─── Dane do wykorzystania

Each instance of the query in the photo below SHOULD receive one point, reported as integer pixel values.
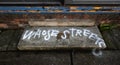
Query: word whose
(47, 34)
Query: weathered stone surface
(35, 58)
(62, 22)
(46, 38)
(109, 57)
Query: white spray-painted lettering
(47, 34)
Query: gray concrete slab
(46, 38)
(35, 58)
(109, 57)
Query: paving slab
(35, 58)
(62, 22)
(109, 57)
(47, 38)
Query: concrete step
(47, 38)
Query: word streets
(48, 34)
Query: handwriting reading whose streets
(47, 34)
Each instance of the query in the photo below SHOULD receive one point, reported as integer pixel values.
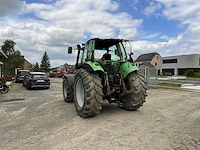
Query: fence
(150, 75)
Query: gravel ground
(40, 119)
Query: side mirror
(69, 50)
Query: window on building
(168, 61)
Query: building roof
(146, 57)
(146, 64)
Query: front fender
(127, 68)
(92, 66)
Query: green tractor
(104, 71)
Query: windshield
(114, 52)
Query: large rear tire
(4, 90)
(134, 100)
(88, 95)
(67, 91)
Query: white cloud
(153, 7)
(65, 23)
(8, 7)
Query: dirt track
(170, 119)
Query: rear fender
(92, 66)
(69, 78)
(126, 68)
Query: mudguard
(127, 68)
(70, 78)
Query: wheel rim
(64, 91)
(5, 90)
(80, 93)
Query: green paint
(127, 68)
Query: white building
(177, 65)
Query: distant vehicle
(36, 80)
(53, 74)
(20, 75)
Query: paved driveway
(40, 119)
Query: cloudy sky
(168, 27)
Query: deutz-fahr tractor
(104, 71)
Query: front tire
(88, 95)
(134, 100)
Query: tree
(45, 63)
(36, 67)
(15, 60)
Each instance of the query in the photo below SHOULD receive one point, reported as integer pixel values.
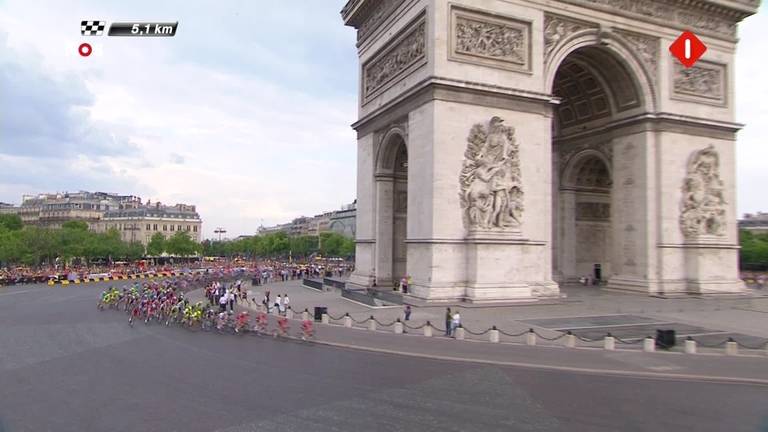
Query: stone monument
(507, 147)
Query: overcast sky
(245, 112)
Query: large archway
(391, 181)
(596, 91)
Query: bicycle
(283, 327)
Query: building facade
(139, 224)
(508, 147)
(340, 221)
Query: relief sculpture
(491, 40)
(491, 185)
(703, 201)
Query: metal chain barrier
(511, 334)
(626, 342)
(384, 325)
(476, 333)
(361, 322)
(414, 328)
(712, 345)
(562, 335)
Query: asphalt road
(65, 366)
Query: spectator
(448, 319)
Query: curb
(602, 372)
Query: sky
(246, 112)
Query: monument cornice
(716, 18)
(448, 89)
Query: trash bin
(665, 338)
(319, 311)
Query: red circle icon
(85, 49)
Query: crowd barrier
(531, 337)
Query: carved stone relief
(404, 53)
(556, 28)
(704, 82)
(665, 13)
(592, 211)
(491, 194)
(646, 47)
(490, 40)
(703, 201)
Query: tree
(156, 245)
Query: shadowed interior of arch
(596, 89)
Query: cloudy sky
(245, 112)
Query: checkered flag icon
(92, 28)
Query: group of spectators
(260, 272)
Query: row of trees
(279, 244)
(30, 245)
(754, 250)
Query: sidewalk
(713, 318)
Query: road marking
(604, 372)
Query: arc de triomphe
(506, 147)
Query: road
(65, 366)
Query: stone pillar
(570, 341)
(609, 343)
(530, 338)
(649, 344)
(398, 327)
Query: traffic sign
(688, 49)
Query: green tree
(157, 245)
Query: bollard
(570, 340)
(530, 338)
(494, 335)
(649, 344)
(398, 327)
(690, 346)
(428, 329)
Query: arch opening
(596, 88)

──────

## Zadanie
Zmień rekordy, zaczynając od wiersza zawierającego „Query: distant vehicle” i kończąc na ostatnim rekordzie, tak aby „trash bin” zastąpić przez „litter bin”, a całą resztę pozostawić bez zmian. Podaj tylko ten fragment i pomiń w odpowiedzi obrazy.

## Odpowiedź
Query: distant vehicle
(36, 80)
(53, 74)
(20, 75)
Query: paved driveway
(40, 119)
Query: cloudy sky
(168, 27)
Query: deutz-fahr tractor
(104, 71)
Query: front tire
(88, 95)
(134, 100)
Query: tree
(45, 63)
(36, 67)
(15, 60)
Each instance of the query in the photo below SHOULD receive one point, reported as integer pixel values.
Query: stone monument
(507, 147)
Query: overcast sky
(245, 112)
Query: large archway
(391, 181)
(596, 91)
Query: bicycle
(283, 327)
Query: building facade
(139, 224)
(508, 147)
(340, 221)
Query: relief sculpture
(491, 40)
(491, 185)
(703, 201)
Query: metal chain barrier
(511, 334)
(626, 342)
(384, 325)
(476, 333)
(361, 322)
(414, 328)
(712, 345)
(562, 335)
Query: asphalt road
(65, 366)
Query: spectator
(448, 319)
Query: curb
(602, 372)
Query: sky
(246, 112)
Query: monument cornice
(716, 18)
(448, 89)
Query: litter bin
(665, 338)
(319, 311)
Query: red circle icon
(85, 49)
Query: crowd barrier
(531, 337)
Query: carved stone relief
(404, 53)
(556, 28)
(704, 82)
(665, 13)
(592, 211)
(491, 194)
(646, 47)
(490, 40)
(703, 201)
Query: tree
(156, 245)
Query: shadowed interior of arch
(596, 89)
Query: cloudy sky
(245, 112)
Query: checkered flag icon
(92, 28)
Query: group of spectators
(260, 272)
Query: row of trees
(279, 244)
(30, 245)
(754, 250)
Query: sidewalk
(713, 318)
Query: road marking
(604, 372)
Query: arc de triomphe
(506, 147)
Query: road
(65, 366)
Query: stone pillar
(570, 341)
(609, 343)
(530, 338)
(649, 344)
(398, 327)
Query: traffic sign
(688, 49)
Query: green tree
(157, 245)
Query: bollard
(570, 340)
(530, 338)
(494, 335)
(649, 344)
(398, 327)
(690, 346)
(428, 329)
Query: arch opening
(596, 88)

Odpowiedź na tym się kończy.